>>>>>
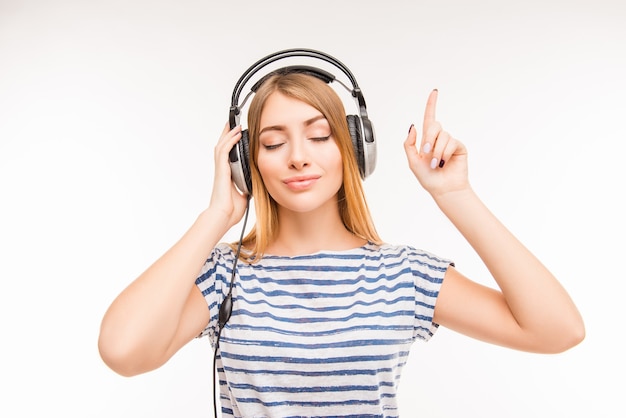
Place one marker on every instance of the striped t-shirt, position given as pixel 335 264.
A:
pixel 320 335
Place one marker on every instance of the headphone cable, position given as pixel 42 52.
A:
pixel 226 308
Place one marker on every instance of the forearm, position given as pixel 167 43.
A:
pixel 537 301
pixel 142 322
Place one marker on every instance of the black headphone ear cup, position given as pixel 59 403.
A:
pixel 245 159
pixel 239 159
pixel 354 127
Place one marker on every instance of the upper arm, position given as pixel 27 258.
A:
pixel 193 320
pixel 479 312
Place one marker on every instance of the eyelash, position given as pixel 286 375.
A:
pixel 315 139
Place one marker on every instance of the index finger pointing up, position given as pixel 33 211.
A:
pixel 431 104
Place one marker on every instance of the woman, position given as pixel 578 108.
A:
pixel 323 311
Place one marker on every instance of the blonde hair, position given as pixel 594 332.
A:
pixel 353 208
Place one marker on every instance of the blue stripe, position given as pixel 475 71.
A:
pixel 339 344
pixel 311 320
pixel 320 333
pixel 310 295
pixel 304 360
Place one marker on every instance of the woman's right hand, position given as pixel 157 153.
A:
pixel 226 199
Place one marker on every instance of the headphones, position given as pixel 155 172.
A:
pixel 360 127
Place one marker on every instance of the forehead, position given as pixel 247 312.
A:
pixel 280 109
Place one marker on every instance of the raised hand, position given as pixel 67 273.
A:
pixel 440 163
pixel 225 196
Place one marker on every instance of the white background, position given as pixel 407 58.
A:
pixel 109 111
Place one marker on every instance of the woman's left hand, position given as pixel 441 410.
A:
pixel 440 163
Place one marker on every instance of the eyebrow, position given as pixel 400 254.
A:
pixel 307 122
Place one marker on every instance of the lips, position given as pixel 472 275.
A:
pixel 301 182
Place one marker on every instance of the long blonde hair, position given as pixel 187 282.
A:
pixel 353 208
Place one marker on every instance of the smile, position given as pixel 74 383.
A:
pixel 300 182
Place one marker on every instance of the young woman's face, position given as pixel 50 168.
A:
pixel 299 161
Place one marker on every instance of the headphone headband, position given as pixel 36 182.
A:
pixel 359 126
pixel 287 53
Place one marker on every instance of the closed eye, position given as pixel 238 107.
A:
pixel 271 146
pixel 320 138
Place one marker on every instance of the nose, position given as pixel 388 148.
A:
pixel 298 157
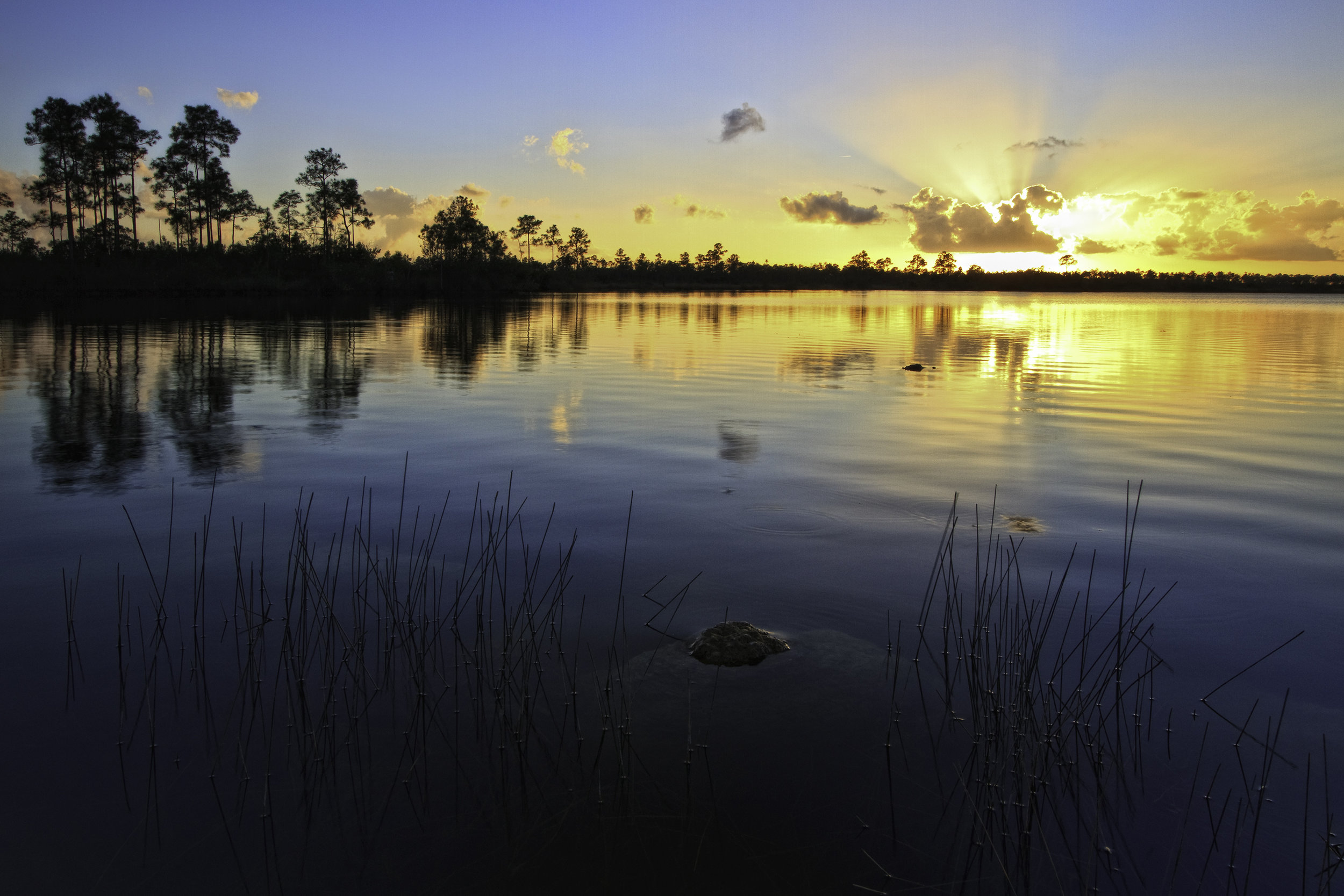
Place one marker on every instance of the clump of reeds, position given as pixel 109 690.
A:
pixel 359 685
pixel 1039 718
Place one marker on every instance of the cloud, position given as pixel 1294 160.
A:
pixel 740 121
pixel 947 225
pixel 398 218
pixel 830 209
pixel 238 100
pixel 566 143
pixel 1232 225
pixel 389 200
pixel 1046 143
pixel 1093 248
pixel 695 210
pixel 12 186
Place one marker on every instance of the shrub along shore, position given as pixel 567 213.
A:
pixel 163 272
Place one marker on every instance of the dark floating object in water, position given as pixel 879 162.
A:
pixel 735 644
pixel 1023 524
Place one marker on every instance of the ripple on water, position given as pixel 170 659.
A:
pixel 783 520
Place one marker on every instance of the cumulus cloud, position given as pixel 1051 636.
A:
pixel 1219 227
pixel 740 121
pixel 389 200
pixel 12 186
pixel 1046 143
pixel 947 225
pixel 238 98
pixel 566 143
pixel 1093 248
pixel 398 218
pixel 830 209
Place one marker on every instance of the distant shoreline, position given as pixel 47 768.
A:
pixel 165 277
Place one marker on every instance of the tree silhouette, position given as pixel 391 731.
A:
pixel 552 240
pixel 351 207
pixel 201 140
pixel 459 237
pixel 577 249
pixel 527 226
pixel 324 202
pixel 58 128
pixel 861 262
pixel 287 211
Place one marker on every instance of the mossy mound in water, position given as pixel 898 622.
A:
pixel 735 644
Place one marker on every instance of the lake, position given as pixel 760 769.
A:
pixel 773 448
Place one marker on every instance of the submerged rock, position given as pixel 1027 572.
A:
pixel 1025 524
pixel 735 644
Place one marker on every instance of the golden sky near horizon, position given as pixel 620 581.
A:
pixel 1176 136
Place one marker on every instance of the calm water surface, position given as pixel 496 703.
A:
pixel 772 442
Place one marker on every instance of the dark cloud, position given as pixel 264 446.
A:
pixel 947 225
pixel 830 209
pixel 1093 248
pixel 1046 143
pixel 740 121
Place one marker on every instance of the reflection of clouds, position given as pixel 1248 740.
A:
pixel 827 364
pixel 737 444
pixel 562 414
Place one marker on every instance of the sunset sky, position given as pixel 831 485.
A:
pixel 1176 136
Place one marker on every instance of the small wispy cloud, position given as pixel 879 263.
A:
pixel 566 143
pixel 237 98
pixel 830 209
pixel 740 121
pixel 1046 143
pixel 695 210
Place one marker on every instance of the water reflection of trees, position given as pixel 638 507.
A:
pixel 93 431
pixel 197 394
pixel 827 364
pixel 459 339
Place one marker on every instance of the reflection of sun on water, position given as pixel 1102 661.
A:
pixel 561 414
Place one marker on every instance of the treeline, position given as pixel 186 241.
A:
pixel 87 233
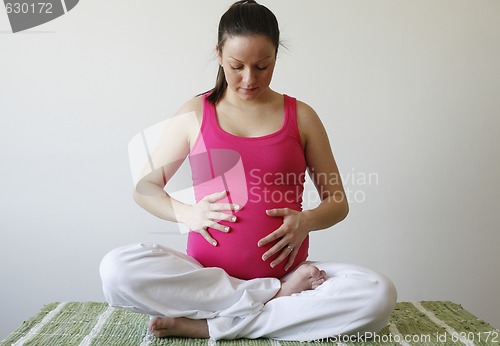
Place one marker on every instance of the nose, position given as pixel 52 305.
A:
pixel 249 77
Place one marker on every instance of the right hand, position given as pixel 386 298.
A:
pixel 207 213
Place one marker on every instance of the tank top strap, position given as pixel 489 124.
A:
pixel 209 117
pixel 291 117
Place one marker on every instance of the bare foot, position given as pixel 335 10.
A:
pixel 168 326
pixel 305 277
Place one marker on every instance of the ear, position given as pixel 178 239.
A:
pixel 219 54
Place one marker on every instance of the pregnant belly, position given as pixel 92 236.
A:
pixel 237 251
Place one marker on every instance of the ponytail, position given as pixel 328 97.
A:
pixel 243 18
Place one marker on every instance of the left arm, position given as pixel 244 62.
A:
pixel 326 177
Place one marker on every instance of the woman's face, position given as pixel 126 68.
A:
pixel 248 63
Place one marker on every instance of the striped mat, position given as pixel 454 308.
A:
<<<<<
[EXERCISE BRIEF]: Without including any picture, print every record exactly as written above.

[WRITTEN RESPONSE]:
Place one marker on every instance of the striped t-shirt, position given as pixel 335 264.
A:
pixel 320 335
Place one marker on every instance of the headphone cable, position given as pixel 42 52.
A:
pixel 226 308
Place one marker on every instance of the forearm, position given as pixel 167 43.
A:
pixel 537 301
pixel 142 322
Place one marker on every instance of the black headphone ear cup, position given as pixel 59 403.
A:
pixel 245 159
pixel 239 159
pixel 354 127
Place one marker on every instance of the upper arm, position given as pixel 27 258.
A:
pixel 193 320
pixel 479 312
Place one marker on every instance of the eyelash, position given as pixel 286 375.
A:
pixel 315 139
Place one marker on every instance of the index finger pointing up, position given as pixel 33 211.
A:
pixel 431 104
Place one marker on every instance of the woman, position given as pixel 578 108.
A:
pixel 323 311
Place one marker on every instance of the blonde hair, position given as pixel 594 332.
A:
pixel 353 208
Place one marker on every instance of the blue stripe, position given as pixel 475 71.
A:
pixel 339 344
pixel 311 320
pixel 320 333
pixel 310 295
pixel 304 360
Place one marker on every instance of the woman's right hand, position given as pixel 157 153.
A:
pixel 226 199
Place one marker on every instance of the headphones, position given as pixel 155 172.
A:
pixel 360 127
Place one marker on every instance of the forehead, position given as pixel 247 312.
A:
pixel 280 109
Place one marker on every instance of the raised hand, position given as pixel 67 273.
A:
pixel 440 163
pixel 225 196
Place one marker on every instance of the white background, position given as pixel 407 58.
A:
pixel 109 111
Place one marker on every instance of the woman's left hand, position given as pixel 441 410.
A:
pixel 440 163
Place one marker on every instance of the eyebrow, position given as pixel 400 254.
A:
pixel 307 122
Place one marker on every instance of the lips, position given as pixel 472 275.
A:
pixel 301 182
Place one marker on every instance of the long blonde hair, position given as pixel 187 282.
A:
pixel 353 208
Place one marker on every instance of the smile, position given as pixel 74 383.
A:
pixel 300 182
Place one marker on every instance of the young woman's face, position given as pixel 50 168.
A:
pixel 299 161
Place one marker on every instance of the headphone headband, position given as pixel 36 182.
A:
pixel 359 126
pixel 287 53
Place one marker on every instance of the closed eye, position given as pixel 238 107.
A:
pixel 271 146
pixel 320 138
Place one marker on every instance of the nose, position given as pixel 388 148.
A:
pixel 298 157
Place one marker on every instance of the clump of reeds, position given as pixel 109 690.
A:
pixel 359 685
pixel 1039 718
Place one marker on every instance of the cloud, position given as pixel 1294 160.
A:
pixel 740 121
pixel 947 225
pixel 398 218
pixel 830 209
pixel 238 100
pixel 566 143
pixel 1232 225
pixel 389 200
pixel 1046 143
pixel 1093 248
pixel 695 210
pixel 12 186
Place one marker on every instance of the shrub along shore, position given as pixel 567 213.
A:
pixel 163 272
Place one marker on every instance of the dark floating object in water, position given as pixel 879 162.
A:
pixel 735 644
pixel 1023 524
Place one marker on every instance of the ripple on water, position given as pixel 170 659.
A:
pixel 783 520
Place one marker on every instance of the cumulus cloud, position given as pixel 1051 636.
A:
pixel 1219 227
pixel 740 121
pixel 389 200
pixel 12 186
pixel 1046 143
pixel 947 225
pixel 238 98
pixel 566 143
pixel 1093 248
pixel 398 218
pixel 830 209
Place one marker on every instance of the distant shoreline, position given as pixel 47 768.
A:
pixel 165 277
Place one marker on every instance of the tree silhouette, position given as pixel 391 731.
A:
pixel 552 240
pixel 351 207
pixel 201 140
pixel 459 237
pixel 577 249
pixel 527 226
pixel 324 202
pixel 58 128
pixel 861 262
pixel 287 211
Place one marker on every instance of the mossy mound in water, position given as pixel 898 622.
A:
pixel 735 644
Place one marker on every instance of the lake, position given as pixel 760 769.
A:
pixel 773 448
Place one marker on every instance of the submerged rock, position given as pixel 1027 572.
A:
pixel 1025 524
pixel 735 644
Place one marker on every instance of the golden sky near horizon, position given as pixel 620 581.
A:
pixel 1176 136
Place one marker on every instance of the calm water surface, position given as pixel 496 703.
A:
pixel 772 442
Place one marker on every instance of the dark cloud, position given as pixel 264 446.
A:
pixel 947 225
pixel 830 209
pixel 1093 248
pixel 1046 143
pixel 740 121
Place one marker on every instance of the reflection of clouds, position given as pixel 1248 740.
A:
pixel 827 364
pixel 737 444
pixel 562 414
Place one marker on every instance of the sunset sky, position given as pixel 831 485.
A:
pixel 1176 136
Place one marker on every instance of the small wispy cloud, position given as pixel 879 263.
A:
pixel 566 143
pixel 237 98
pixel 830 209
pixel 740 121
pixel 1046 143
pixel 695 210
Place one marker on every instance of the water reflection of trees, position given as pixel 638 507.
A:
pixel 93 431
pixel 197 394
pixel 827 364
pixel 459 339
Place one marker on every instance of the reflection of sun on water, position given as pixel 1102 661.
A:
pixel 561 414
Place one marker on every instance of the treeline, position given as pixel 186 241.
A:
pixel 87 233
Place one marker on every instance of the nose, position given as pixel 52 305.
A:
pixel 249 77
Place one marker on every instance of the right hand, position given as pixel 386 298.
A:
pixel 207 213
Place one marker on every instance of the tank top strap, position given as pixel 489 124.
A:
pixel 209 117
pixel 291 117
Place one marker on every instance of the bare foot, position given as pixel 335 10.
A:
pixel 168 326
pixel 305 277
Place one marker on every instance of the ear, position given as pixel 178 239.
A:
pixel 219 54
Place one marker on every instance of the pregnant belly, position given as pixel 92 236.
A:
pixel 237 251
Place one marker on every instance of the ponytail, position given as pixel 328 97.
A:
pixel 243 18
Place one marker on every instance of the left arm, position given as pixel 244 62.
A:
pixel 326 177
Place one marker on every instance of the woman's face, position given as pixel 126 68.
A:
pixel 248 63
Place one marker on every instance of the striped mat, position given as pixel 454 308.
A:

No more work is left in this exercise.